### WHAT YOU ARE ASKED TO DO:
Return all the lines below, exactly as they read.

### EXCERPTED RECORDS:
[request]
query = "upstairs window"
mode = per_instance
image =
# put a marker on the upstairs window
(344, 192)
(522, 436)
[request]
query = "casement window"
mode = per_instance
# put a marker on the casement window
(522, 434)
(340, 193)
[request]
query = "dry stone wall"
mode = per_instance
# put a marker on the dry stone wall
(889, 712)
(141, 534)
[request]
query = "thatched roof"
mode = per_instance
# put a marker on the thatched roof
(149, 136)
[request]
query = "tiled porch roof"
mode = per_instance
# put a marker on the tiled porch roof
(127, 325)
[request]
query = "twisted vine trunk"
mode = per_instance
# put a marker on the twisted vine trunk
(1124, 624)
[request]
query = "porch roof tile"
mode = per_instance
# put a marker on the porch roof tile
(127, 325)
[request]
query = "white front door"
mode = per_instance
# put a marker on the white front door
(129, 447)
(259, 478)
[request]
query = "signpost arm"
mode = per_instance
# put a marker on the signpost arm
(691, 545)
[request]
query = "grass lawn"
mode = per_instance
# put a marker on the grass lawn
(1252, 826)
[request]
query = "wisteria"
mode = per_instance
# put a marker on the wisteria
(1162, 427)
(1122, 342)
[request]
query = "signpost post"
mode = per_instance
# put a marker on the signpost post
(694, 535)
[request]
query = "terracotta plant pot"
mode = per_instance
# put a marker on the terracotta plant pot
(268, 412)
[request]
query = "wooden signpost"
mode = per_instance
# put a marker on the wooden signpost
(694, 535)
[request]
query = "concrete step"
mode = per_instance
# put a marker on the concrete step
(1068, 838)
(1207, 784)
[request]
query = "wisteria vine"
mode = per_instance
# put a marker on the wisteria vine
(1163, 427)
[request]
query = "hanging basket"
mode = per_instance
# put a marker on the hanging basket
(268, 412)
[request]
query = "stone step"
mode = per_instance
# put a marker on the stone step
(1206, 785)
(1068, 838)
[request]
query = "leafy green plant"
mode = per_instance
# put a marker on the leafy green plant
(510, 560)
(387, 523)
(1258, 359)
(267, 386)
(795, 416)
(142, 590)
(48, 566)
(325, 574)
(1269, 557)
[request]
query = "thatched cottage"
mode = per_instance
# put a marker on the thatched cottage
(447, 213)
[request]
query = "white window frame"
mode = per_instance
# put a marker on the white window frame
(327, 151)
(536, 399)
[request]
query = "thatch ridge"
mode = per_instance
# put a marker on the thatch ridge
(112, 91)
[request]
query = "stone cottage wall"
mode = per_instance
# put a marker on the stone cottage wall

### TASK OUTPUT:
[request]
query = "upstairs window"
mode = per_instance
image =
# put a marker on the upstairs window
(344, 192)
(522, 436)
[request]
query = "casement window"
mode = per_instance
# put a marker on the casement window
(522, 434)
(340, 193)
[request]
query = "dry stone wall"
mode = per_instance
# put a marker on the dry stone wall
(889, 712)
(141, 534)
[request]
query = "thatched roof"
mode = per_instance
# put a marker on the thatched roof
(149, 136)
[request]
query = "tiled porch roof"
mode = per_instance
# put a marker on the tiled porch roof
(127, 325)
[request]
query = "twisted vine trunk"
mode = per_instance
# put a marker on the twisted vine trunk
(1124, 624)
[request]
query = "porch roof tile"
mode = per_instance
# put a marker on the porch roof tile
(127, 325)
[request]
query = "white front door"
mode = per_instance
# put a marker on the white front door
(129, 447)
(259, 478)
[request]
query = "signpost arm"
mode = per_instance
# put a marker on the signpost arm
(691, 545)
[request]
query = "grass lawn"
mode = per_instance
# put a marker on the grass lawn
(1252, 826)
[request]
query = "wisteria"
mode = per_instance
# put a marker on the wisteria
(1162, 427)
(1122, 342)
[request]
query = "signpost post"
mode = per_instance
# put a marker on the signpost post
(694, 535)
[request]
query = "terracotta plant pot"
mode = per_instance
# put a marker on the terracotta plant pot
(268, 412)
[request]
query = "wooden signpost"
mode = per_instance
# put a marker on the wooden signpost
(694, 535)
[request]
query = "concrete step"
mode = per_instance
# put a marker on the concrete step
(1068, 838)
(1207, 784)
[request]
query = "wisteria vine"
mode = per_instance
# put a marker on the wisteria vine
(1163, 427)
[request]
query = "hanging basket"
mode = per_instance
# put a marker on the hanging basket
(268, 412)
[request]
query = "stone step"
mode = per_instance
# put a marker on the stone step
(1206, 785)
(1068, 838)
[request]
query = "leafy green plant"
mode = per_instance
# put a marker on the leafy green plant
(510, 560)
(387, 523)
(1258, 359)
(267, 386)
(795, 416)
(142, 590)
(48, 566)
(325, 574)
(1269, 557)
[request]
query = "thatched cottage"
mode = per_instance
# put a marker on the thatched cottage
(447, 213)
[request]
query = "white window frame"
mode = per_instance
# put a marker on the white window frame
(327, 151)
(536, 399)
[request]
query = "thatch ridge"
mode = per_instance
# put a marker on the thatch ridge
(112, 91)
[request]
query = "stone cottage wall"
mode = per_instance
# put a marker on the stone cottage wall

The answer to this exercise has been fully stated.